WHAT YOU NEED TO DO. What is needed is an exact copy of every entry.
== SUPPLIED DATA ==
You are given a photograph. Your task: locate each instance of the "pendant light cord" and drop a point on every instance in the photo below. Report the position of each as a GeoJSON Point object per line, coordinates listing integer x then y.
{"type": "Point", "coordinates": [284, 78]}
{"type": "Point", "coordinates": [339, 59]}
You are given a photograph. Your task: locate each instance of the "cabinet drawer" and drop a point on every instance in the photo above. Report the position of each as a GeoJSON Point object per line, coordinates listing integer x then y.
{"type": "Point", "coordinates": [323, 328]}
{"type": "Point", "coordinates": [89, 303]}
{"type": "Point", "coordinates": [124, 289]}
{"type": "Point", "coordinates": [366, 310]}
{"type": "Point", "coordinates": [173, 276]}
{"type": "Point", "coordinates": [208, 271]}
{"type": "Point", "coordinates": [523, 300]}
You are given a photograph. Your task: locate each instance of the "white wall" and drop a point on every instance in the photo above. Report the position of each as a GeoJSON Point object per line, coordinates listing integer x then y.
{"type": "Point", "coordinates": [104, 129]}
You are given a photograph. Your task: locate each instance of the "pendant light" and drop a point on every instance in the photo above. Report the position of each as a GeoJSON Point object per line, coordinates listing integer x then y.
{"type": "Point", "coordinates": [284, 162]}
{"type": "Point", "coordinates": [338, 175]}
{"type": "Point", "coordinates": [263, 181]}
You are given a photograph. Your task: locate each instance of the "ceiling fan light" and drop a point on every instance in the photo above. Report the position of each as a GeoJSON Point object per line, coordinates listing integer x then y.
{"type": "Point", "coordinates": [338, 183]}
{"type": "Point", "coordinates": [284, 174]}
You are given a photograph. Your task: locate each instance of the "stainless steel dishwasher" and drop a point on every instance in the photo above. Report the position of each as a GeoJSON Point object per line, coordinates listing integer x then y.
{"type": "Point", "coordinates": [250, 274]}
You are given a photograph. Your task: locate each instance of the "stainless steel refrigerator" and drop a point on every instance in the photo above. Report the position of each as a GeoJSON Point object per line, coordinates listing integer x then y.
===
SOLVED EXERCISE.
You are given a photograph. Your task: locate each instance of the "pendant light cord" and drop a point on every instance in the photo below. Report the position of each as a GeoJSON Point object per line, coordinates listing integer x then y.
{"type": "Point", "coordinates": [284, 78]}
{"type": "Point", "coordinates": [339, 59]}
You are given a photograph. Your task: locate each instance of the "cabinet drawer" and drop a point on every instance in the photo above. Report the position of each as a GeoJSON Point object per line, coordinates listing integer x then y.
{"type": "Point", "coordinates": [323, 328]}
{"type": "Point", "coordinates": [89, 303]}
{"type": "Point", "coordinates": [124, 289]}
{"type": "Point", "coordinates": [366, 310]}
{"type": "Point", "coordinates": [173, 276]}
{"type": "Point", "coordinates": [208, 271]}
{"type": "Point", "coordinates": [523, 300]}
You are given a photograph. Your task: locate each instance of the "white wall" and drop a point on every instance in the photo above. Report the position of each as a GeoJSON Point object per line, coordinates listing integer x then y.
{"type": "Point", "coordinates": [104, 129]}
You are given a photograph. Your task: locate each instance of the "pendant light" and drop a point on every instance in the photo above. Report the position of each as a GeoJSON Point object per line, coordinates listing integer x then y.
{"type": "Point", "coordinates": [284, 162]}
{"type": "Point", "coordinates": [338, 175]}
{"type": "Point", "coordinates": [263, 181]}
You are given a photograph. Your task: locate each instance of the "ceiling fan light" and drop a point on every instance in the photo above. Report the position of each as a GeoJSON Point object per line, coordinates listing integer x then y.
{"type": "Point", "coordinates": [338, 183]}
{"type": "Point", "coordinates": [284, 174]}
You are given a photograph. Your task: locate each instance of the "stainless steel dishwasher" and drop a point on every instance in the photo above. Report the position of each as a GeoJSON Point object per line, coordinates listing integer x then y.
{"type": "Point", "coordinates": [250, 274]}
You are given a photograph. Your task: locate each instance of the "stainless steel refrigerator" and drop a point on every instance in the photo above. Report the position of each as a GeoJSON Point object per line, coordinates listing integer x then y.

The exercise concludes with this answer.